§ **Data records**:
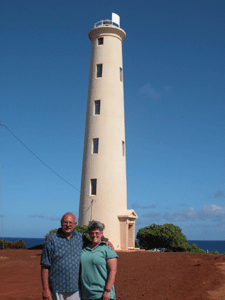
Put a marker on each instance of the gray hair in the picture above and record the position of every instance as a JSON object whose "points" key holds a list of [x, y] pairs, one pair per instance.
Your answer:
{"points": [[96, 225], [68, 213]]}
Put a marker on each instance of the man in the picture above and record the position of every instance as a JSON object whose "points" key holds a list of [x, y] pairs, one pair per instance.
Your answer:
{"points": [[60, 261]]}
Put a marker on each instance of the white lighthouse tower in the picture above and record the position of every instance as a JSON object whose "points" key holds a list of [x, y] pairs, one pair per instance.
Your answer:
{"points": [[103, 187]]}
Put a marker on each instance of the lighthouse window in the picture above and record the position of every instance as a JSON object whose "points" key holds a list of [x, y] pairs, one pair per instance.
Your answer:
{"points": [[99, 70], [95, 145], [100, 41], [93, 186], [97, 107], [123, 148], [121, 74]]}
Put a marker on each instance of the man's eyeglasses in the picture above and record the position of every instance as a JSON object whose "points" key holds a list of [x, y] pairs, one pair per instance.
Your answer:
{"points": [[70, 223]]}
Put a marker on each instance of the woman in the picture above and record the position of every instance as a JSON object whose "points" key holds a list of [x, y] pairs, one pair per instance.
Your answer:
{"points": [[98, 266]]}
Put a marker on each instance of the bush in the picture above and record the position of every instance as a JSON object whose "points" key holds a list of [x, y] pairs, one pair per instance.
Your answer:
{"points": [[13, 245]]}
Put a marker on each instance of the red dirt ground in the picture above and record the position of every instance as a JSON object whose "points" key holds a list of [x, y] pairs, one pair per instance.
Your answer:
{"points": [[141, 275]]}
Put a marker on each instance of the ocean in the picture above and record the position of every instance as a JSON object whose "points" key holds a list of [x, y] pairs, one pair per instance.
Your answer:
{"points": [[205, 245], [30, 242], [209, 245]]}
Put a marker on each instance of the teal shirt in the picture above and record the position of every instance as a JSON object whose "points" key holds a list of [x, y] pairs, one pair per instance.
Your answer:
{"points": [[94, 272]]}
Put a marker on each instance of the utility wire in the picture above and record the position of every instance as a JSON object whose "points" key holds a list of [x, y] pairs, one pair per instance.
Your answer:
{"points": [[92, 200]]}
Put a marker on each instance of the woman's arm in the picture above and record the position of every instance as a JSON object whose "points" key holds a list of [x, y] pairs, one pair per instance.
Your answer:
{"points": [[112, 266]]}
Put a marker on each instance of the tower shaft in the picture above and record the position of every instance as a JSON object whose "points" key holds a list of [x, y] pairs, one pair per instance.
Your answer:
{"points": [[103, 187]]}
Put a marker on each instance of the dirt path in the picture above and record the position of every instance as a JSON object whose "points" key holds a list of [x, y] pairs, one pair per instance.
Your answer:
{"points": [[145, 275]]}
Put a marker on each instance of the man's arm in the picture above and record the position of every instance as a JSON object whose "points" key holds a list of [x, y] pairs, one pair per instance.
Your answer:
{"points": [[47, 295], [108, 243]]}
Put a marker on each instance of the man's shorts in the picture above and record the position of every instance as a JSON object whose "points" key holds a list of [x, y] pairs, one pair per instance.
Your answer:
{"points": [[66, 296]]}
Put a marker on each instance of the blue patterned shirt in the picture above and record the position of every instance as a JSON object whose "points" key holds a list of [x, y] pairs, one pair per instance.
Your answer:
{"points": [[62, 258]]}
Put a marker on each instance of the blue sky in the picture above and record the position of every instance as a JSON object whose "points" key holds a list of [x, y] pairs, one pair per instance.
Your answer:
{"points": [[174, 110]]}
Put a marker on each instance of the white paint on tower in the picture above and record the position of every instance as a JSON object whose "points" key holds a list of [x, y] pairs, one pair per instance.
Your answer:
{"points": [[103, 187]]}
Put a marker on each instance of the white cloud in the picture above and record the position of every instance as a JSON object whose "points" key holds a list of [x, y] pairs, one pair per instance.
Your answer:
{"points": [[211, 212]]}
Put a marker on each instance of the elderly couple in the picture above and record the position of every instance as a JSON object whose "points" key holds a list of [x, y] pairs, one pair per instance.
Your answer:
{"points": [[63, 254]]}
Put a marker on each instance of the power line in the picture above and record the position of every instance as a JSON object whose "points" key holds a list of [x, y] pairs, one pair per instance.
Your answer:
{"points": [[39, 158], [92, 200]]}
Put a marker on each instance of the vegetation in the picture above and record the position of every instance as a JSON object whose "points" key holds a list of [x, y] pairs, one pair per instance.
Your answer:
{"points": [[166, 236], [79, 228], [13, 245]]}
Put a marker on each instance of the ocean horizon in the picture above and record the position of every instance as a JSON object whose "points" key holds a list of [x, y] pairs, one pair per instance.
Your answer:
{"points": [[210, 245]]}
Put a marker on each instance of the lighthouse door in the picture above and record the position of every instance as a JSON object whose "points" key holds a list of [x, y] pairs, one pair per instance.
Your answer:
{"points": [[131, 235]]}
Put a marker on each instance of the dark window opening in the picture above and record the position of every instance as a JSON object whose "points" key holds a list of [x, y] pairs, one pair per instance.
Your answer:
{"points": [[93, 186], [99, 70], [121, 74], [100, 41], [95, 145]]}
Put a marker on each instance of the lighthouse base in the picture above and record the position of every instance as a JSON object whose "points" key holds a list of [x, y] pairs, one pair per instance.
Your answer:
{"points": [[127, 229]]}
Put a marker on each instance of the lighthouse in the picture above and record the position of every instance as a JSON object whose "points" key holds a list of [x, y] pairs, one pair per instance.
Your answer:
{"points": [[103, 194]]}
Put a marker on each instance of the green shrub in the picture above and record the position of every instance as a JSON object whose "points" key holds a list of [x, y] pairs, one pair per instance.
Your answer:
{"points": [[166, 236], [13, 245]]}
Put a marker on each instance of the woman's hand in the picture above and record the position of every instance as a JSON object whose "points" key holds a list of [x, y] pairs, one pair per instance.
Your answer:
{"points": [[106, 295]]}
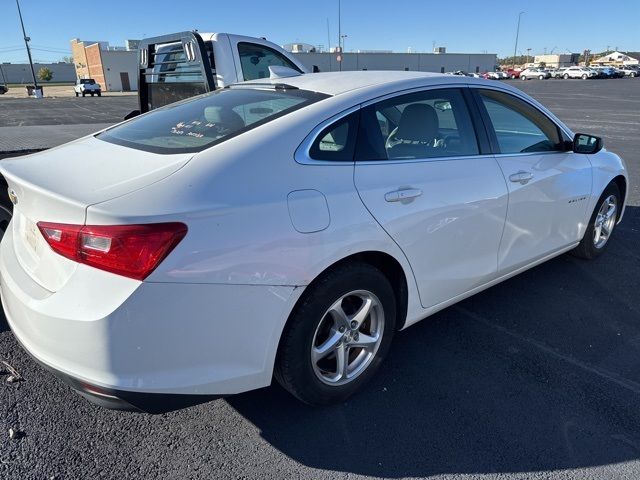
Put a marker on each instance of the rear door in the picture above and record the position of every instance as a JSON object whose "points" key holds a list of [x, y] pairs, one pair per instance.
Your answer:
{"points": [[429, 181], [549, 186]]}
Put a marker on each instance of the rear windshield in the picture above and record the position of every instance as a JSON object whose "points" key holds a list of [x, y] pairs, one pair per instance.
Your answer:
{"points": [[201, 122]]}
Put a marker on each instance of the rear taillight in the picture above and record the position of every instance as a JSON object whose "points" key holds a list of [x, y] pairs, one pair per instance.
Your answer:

§ **Problem description**: A word-for-word copy of the records above is needed, pictures excluded.

§ **Answer**:
Put a marker on each instance of the gray hair in the picture above and record the position of every instance as a JSON object whose "points" key holds a list of [x, y] pairs, one pair per instance.
Your answer:
{"points": [[96, 225], [68, 213]]}
Put a marker on each instance of the man in the picture above and record the position of every instance as a JSON object whose "points" key holds a list of [x, y] pairs, one pair per instance.
Your answer:
{"points": [[60, 261]]}
Put a marker on each instance of the white lighthouse tower in the picture above and record the position of every instance as a JSON object whose "points" key holds a list of [x, y] pairs, one pair per instance.
Your answer:
{"points": [[103, 187]]}
Put a marker on each instance of the lighthouse window in the picture above and record the position of every instance as a JSON object whose "points" key holds a list of [x, y] pairs, one pair per instance.
Your answer:
{"points": [[99, 70], [95, 145], [100, 41], [93, 186], [97, 107], [123, 148], [121, 74]]}
Put a marker on each instance of the man's eyeglasses in the picture above and record the position of every instance as a JSON object whose "points" key holds a list of [x, y] pairs, one pair per instance.
Your answer:
{"points": [[70, 223]]}
Put a marker on each instance of the woman in the picture above and record the position of every instance as a JSON object whose "points" key holds a list of [x, y] pairs, one pair per instance.
Your answer:
{"points": [[98, 266]]}
Put a marker on each instance of the bush in the picture above and record the position of every instance as a JSON object whose "points" key holds a list of [x, y] pairs, one pair per instance.
Your answer:
{"points": [[13, 245]]}
Put a marker on each instance of the red dirt ground in the picture above and record the position of every instance as a JSON object whose "points" key holds a list of [x, y] pairs, one pair per instance.
Your answer:
{"points": [[141, 275]]}
Put a marker on each instance of the ocean in the picture above and record the position of every instance as a JSON object whose "points" key holds a list of [x, y] pairs, one pair per instance.
Your answer:
{"points": [[205, 245], [30, 242], [209, 245]]}
Put a marker on each instance of the teal shirt in the picture above and record the position of every instance as a JSON object whose "points" key holds a list of [x, y] pairs, one pair per instance.
Your answer:
{"points": [[94, 272]]}
Put a marker on each instance of the utility wire in the picture above and record the position of every instance as a JSON object whose "points" key holds a list of [x, y] pairs, one pair per instance.
Your answer:
{"points": [[92, 200]]}
Put a marker on each instance of the woman's arm in the picture above and record the position of every instance as a JSON object whose "points" key holds a list of [x, y] pairs, one pair per instance.
Your answer:
{"points": [[112, 266]]}
Put a marker on each instance of the tower shaft in the picture above and record the position of every instance as a JSON object whose "points" key holds a list of [x, y] pairs, one pair per instance.
Your answer:
{"points": [[103, 187]]}
Put a marker on each instance of the dirt path in the picture above and record the position of every instance as a JSON object whose "points" key holds a list of [x, y] pairs, one pair per instance.
Your answer:
{"points": [[145, 275]]}
Put a marker on each instance of the man's arm in the picture above and record the position of every instance as a JSON object whose "points" key holds a list of [x, y] pairs, one pair per instance.
Your answer:
{"points": [[47, 295], [108, 243]]}
Put a marker on each instance of the man's shorts in the picture above and record the position of every instance as a JSON object whose "points" key holds a list of [x, y] pairs, one pair per instance.
Your answer:
{"points": [[66, 296]]}
Put a marker on each instance of the blue patterned shirt in the picture above and record the position of every instance as a JSON object whose "points" key holds a list of [x, y] pairs, one pair per instance.
Your answer:
{"points": [[62, 258]]}
Put a marker on each instance of the blue sky in the picture above and record the position of every instance as a JSON object whose "points" key holds a list of [x, y] pairs, one pair per instance.
Your answer:
{"points": [[174, 110]]}
Put a marker on each instance of the white paint on tower in the picture above and record the position of every instance as a JSON object whose "points" key holds a list of [x, y] pairs, one pair per instance.
Your answer:
{"points": [[103, 187]]}
Put a marker on each instance of the white cloud in the picture above and record the position of every instance as a JSON object whose "points" key holds a list of [x, y] pairs, one pair per instance.
Your answer:
{"points": [[211, 212]]}
Put a marker on each instance of the elderly couple in the picture above and record the position of every instance as a JSON object whose "points" key holds a list of [x, y] pairs, one pair per instance.
Your answer:
{"points": [[63, 254]]}
Put a marker on each instance of the power line in the picture above and record the position of every instance as a JSON object whose "points" key holds a list of [x, y] pairs, one pair per instance.
Your answer:
{"points": [[39, 158], [92, 200]]}
Put a marker on each instance of the vegetation in the picture above and record the position of every instance as a JSON object whose "points" key holds a list of [x, y] pairs, one pair per instance.
Your answer:
{"points": [[166, 236], [79, 228], [13, 245]]}
Put a marker on each instance of the ocean horizon in the picture above and record the position of every instance as a JSON object whose "points" key holds a list of [x, y] pairs, one pair per instance.
Your answer:
{"points": [[210, 245]]}
Put a marker on each instance of the lighthouse door in the picture above and record the position of every instance as a JSON object whose "points" key holds a list of [x, y] pairs, one pair per instance.
Your answer:
{"points": [[131, 235]]}
Put a marker on each instance of the dark window opening in the picture above and record the position of every instance as a JSON object whose "points" key holds a list of [x, y] pairs, one pair per instance.
Your answer:
{"points": [[93, 186], [99, 70], [121, 74], [100, 41], [95, 145]]}
Put a marker on each instance of the lighthouse base in the picture above and record the position of every instance as a JSON object whose "points" key holds a list of [x, y] pairs, one pair per instance.
Your answer:
{"points": [[127, 229]]}
Put a marker on each instance of the lighthouse in the picture above and record the position of every instance as a JSON object whose "points" key holds a list of [x, y] pairs, one pair per instance.
Your answer:
{"points": [[103, 194]]}
Put a marker on each instance of the green shrub in the picture above and record the position of every instance as a JSON object whose "points" key holds a list of [x, y] pairs, one pair per instance.
Your answer:
{"points": [[166, 236], [13, 245]]}
Put a marker on each instance of the woman's hand in the picture above and record the position of every instance as a JSON object whose "points" key holds a list of [x, y] pairs, one pair per instance.
Your answer:
{"points": [[106, 295]]}
Put a marker on each instance of the rear door in the picture above and record the position of every instance as a JSON object whose "points" key holds a list of [x, y] pairs, one pair per instance.
Your answer:
{"points": [[429, 181], [549, 186]]}
Put a marker on each instance of the rear windshield in the picture above and record the position of every instance as a JSON object whose "points" key holds a list of [x, y] pairs, one pair per instance.
Your answer:
{"points": [[201, 122]]}
Put a marker on each instance of the rear taillight in the picture above and record the position of every instance as a JSON object whose "points" key holds a list of [x, y] pairs, one pair per instance.
Your answer:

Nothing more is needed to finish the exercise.